■ About this task
Quote exactly and only this range of lines in the data below: the line that holds "Would you mind pointing at the white" to the line that holds "Would you mind pointing at the blue", both included.

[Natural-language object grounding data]
★ ★ ★ ★ ★

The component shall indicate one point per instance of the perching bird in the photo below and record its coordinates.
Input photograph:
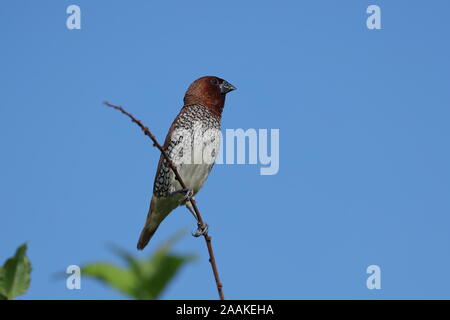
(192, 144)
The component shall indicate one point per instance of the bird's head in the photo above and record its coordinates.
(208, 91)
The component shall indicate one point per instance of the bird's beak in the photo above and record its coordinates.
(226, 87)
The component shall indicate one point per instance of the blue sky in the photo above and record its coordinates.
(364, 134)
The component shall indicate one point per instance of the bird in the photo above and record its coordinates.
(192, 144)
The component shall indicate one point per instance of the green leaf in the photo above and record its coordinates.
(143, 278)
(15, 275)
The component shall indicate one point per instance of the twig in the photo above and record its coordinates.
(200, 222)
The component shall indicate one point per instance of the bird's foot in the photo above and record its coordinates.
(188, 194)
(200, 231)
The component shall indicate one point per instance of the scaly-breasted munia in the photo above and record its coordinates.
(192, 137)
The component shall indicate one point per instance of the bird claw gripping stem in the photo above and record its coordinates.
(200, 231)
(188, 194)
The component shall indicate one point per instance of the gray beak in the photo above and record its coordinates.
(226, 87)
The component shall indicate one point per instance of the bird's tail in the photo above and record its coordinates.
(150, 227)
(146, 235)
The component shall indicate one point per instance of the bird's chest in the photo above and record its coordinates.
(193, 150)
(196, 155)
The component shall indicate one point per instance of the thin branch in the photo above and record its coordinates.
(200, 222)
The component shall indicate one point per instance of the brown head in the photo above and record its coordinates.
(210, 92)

★ ★ ★ ★ ★

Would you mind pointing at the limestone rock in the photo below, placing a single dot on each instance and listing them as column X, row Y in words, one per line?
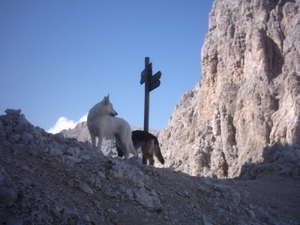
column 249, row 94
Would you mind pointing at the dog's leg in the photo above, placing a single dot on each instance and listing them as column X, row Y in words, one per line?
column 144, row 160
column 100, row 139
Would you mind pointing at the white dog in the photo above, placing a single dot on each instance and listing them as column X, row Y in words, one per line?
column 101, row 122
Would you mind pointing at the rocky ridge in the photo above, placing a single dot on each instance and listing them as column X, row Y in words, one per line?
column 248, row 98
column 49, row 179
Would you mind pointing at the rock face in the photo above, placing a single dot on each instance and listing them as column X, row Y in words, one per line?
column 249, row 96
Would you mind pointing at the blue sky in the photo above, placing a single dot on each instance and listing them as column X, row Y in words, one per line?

★ ★ ★ ★ ★

■ Answer section
Would you mind pointing at the white dog in the photo above, placing a single dot on each instance and listing them as column X, row Y in words, one per line?
column 101, row 122
Would you mind pointing at the rocky ridge in the photo above, placing a single dot on each instance and listing them as column X, row Y in words, one per line?
column 248, row 98
column 49, row 179
Would you mind pointing at the rock face in the photo above, placing a single dot on each instance and listing them as column X, row Y in words, one per line?
column 249, row 96
Would you mind pointing at the blue sky in the photo above, placing a single dot on each instance and listing them as column X, row Y in words, one per line?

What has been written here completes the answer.